Below are some records: retype them all exactly, but not the pictures.
---------- DATASET ENTRIES
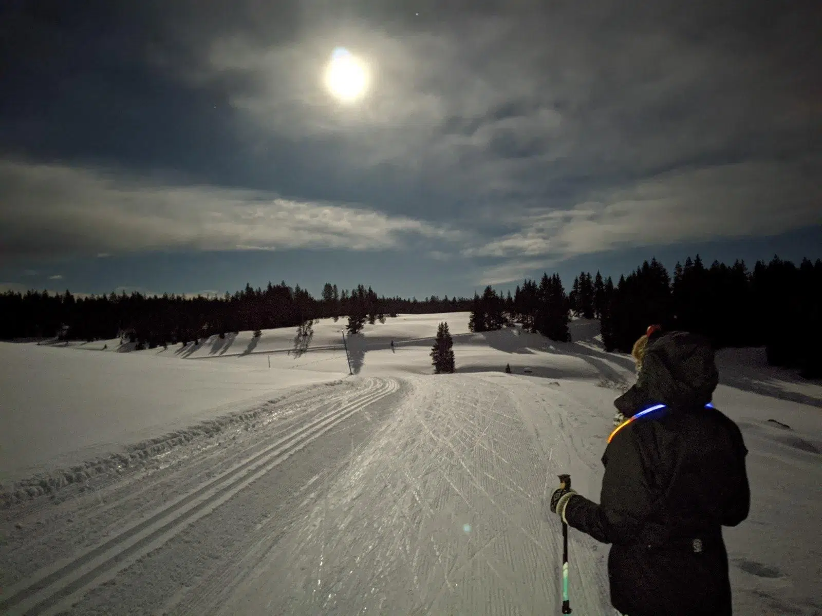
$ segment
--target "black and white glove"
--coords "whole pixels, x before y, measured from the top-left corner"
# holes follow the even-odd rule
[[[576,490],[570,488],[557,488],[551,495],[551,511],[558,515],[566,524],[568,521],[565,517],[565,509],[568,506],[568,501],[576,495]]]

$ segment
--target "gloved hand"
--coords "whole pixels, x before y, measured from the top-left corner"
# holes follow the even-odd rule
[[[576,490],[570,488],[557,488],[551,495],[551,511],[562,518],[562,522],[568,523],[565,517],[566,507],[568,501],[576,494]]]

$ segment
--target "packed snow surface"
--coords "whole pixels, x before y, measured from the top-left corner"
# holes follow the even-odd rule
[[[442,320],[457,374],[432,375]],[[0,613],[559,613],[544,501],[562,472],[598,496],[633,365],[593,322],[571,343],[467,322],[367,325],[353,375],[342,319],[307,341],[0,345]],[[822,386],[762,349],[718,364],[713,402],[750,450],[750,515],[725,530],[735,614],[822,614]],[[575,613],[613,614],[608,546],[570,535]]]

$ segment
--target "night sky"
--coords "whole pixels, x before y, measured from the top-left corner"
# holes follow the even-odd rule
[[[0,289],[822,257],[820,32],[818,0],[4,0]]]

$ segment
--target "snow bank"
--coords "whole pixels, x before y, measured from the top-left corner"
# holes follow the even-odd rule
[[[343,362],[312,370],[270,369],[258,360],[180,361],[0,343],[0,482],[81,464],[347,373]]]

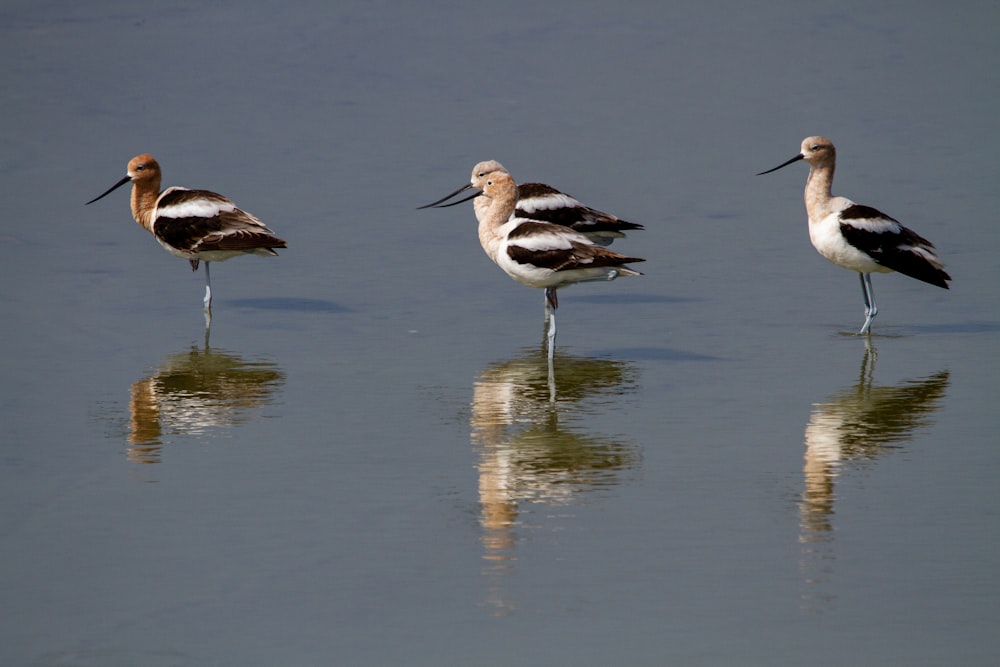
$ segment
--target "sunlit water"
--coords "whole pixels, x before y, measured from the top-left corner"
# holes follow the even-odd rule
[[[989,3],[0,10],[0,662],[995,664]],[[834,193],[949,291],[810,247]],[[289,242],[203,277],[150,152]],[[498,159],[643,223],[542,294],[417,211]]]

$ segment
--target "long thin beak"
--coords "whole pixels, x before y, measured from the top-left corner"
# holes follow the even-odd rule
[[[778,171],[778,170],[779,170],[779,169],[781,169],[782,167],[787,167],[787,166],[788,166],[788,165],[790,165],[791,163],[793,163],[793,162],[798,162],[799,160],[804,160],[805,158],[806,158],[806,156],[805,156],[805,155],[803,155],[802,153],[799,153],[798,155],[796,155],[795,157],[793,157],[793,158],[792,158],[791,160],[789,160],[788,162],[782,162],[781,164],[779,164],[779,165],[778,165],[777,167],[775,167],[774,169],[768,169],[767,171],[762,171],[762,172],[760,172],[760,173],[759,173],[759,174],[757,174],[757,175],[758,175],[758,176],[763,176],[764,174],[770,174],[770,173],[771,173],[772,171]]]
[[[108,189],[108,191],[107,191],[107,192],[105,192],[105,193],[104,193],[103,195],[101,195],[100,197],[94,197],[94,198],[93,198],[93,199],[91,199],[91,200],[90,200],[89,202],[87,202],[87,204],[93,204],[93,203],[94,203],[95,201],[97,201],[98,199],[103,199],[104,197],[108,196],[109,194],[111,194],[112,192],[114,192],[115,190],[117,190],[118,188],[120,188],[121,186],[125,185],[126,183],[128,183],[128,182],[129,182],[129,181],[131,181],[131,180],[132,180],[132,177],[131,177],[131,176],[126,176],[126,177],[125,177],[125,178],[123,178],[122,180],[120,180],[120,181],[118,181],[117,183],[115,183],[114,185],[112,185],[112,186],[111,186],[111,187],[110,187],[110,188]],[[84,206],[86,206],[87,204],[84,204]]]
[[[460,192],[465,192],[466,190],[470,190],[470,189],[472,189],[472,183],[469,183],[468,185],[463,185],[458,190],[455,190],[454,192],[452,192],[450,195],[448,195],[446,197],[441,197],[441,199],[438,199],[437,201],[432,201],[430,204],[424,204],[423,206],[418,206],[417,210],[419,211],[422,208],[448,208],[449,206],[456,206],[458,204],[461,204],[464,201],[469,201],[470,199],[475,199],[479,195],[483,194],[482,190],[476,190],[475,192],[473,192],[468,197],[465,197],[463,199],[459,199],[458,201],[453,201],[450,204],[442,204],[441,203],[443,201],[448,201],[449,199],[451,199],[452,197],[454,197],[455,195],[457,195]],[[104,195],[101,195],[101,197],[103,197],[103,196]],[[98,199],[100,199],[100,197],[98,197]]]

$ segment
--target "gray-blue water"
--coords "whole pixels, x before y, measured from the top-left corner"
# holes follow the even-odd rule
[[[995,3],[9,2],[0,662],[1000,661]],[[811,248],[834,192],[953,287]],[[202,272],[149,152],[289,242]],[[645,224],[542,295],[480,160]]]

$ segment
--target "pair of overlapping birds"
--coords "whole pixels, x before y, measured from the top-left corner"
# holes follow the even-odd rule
--------------------
> [EXPECTED OUTPUT]:
$ segment
--target "black and white glove"
--coords "whole pixels, x before y, measured from the top-left corner"
# holes follow the even-odd rule
[[[576,490],[570,488],[557,488],[551,495],[551,511],[558,515],[566,524],[568,521],[565,517],[565,509],[568,506],[568,501],[576,495]]]

$ segment
--target "gloved hand"
--coords "whole pixels, x before y, measured from the top-left corner"
# holes follow the even-odd rule
[[[576,490],[570,488],[557,488],[551,495],[551,511],[562,518],[562,522],[568,523],[565,517],[566,507],[568,501],[576,494]]]

$ segment
--target "packed snow surface"
--coords "whole pixels, x before y, measured from the top-left corner"
# holes follow the even-odd rule
[[[442,320],[457,374],[432,375]],[[0,613],[559,613],[544,501],[562,472],[598,496],[633,365],[593,322],[571,343],[467,322],[367,325],[353,375],[342,319],[307,341],[0,345]],[[822,386],[762,349],[718,364],[713,402],[750,450],[750,515],[725,530],[735,614],[822,614]],[[575,613],[613,614],[608,546],[570,535]]]

$ segment
--target "night sky"
--coords "whole pixels, x before y, measured from the top-left corner"
# holes follow the even-odd rule
[[[0,289],[822,257],[820,32],[818,0],[4,0]]]

$ segment
--target "snow bank"
--coords "whole pixels, x before y, measured from the top-left corner"
# holes follow the even-odd rule
[[[343,362],[312,370],[270,369],[258,360],[180,361],[0,343],[0,482],[81,464],[347,373]]]

$ segment
--target "sunlit water"
--coords "whole pixels, x before y, measured from the top-left corner"
# holes follow the even-odd rule
[[[989,3],[0,10],[0,662],[995,664]],[[834,193],[949,291],[810,247]],[[289,242],[203,277],[150,152]],[[498,159],[643,223],[542,294],[417,211]]]

$ segment
--target "long thin beak"
--coords "whole pixels, x before y, measured from the top-left corner"
# holes follow the even-odd rule
[[[778,171],[778,170],[779,170],[779,169],[781,169],[782,167],[787,167],[787,166],[788,166],[788,165],[790,165],[791,163],[793,163],[793,162],[798,162],[799,160],[804,160],[805,158],[806,158],[806,156],[805,156],[805,155],[803,155],[802,153],[799,153],[798,155],[796,155],[795,157],[793,157],[793,158],[792,158],[791,160],[789,160],[788,162],[782,162],[781,164],[779,164],[779,165],[778,165],[777,167],[775,167],[774,169],[768,169],[767,171],[762,171],[762,172],[760,172],[760,173],[759,173],[759,174],[757,174],[757,175],[758,175],[758,176],[763,176],[764,174],[770,174],[770,173],[771,173],[772,171]]]
[[[108,189],[108,191],[107,191],[107,192],[105,192],[105,193],[104,193],[103,195],[101,195],[100,197],[94,197],[94,198],[93,198],[93,199],[91,199],[91,200],[90,200],[89,202],[87,202],[87,204],[93,204],[93,203],[94,203],[95,201],[97,201],[98,199],[103,199],[104,197],[108,196],[109,194],[111,194],[112,192],[114,192],[115,190],[117,190],[118,188],[120,188],[121,186],[125,185],[126,183],[128,183],[128,182],[129,182],[129,181],[131,181],[131,180],[132,180],[132,177],[131,177],[131,176],[126,176],[126,177],[125,177],[125,178],[123,178],[122,180],[120,180],[120,181],[118,181],[117,183],[115,183],[114,185],[112,185],[112,186],[111,186],[111,187],[110,187],[110,188]],[[84,206],[86,206],[87,204],[84,204]]]
[[[460,192],[465,192],[466,190],[470,190],[470,189],[472,189],[472,183],[469,183],[468,185],[463,185],[458,190],[455,190],[454,192],[452,192],[450,195],[448,195],[446,197],[441,197],[441,199],[438,199],[437,201],[432,201],[430,204],[424,204],[423,206],[418,206],[417,210],[419,211],[422,208],[448,208],[449,206],[456,206],[458,204],[461,204],[464,201],[469,201],[470,199],[475,199],[479,195],[483,194],[482,190],[476,190],[475,192],[473,192],[468,197],[465,197],[463,199],[459,199],[458,201],[453,201],[450,204],[442,204],[441,203],[443,201],[448,201],[449,199],[451,199],[452,197],[454,197],[455,195],[457,195]],[[104,195],[101,195],[101,197],[103,197],[103,196]],[[98,199],[100,199],[100,197],[98,197]]]

$ segment
--target "gray-blue water"
--coords "whole pixels, x before y, measured from the top-left corner"
# holes follow the even-odd rule
[[[995,3],[9,2],[0,662],[1000,661]],[[811,248],[834,192],[953,287]],[[202,272],[149,152],[289,242]],[[645,224],[542,295],[480,160]]]

$ segment
--target "pair of overlapping birds"
--coords "whole pixels, x before y, measured from the top-left corner"
# holes follow the even-odd rule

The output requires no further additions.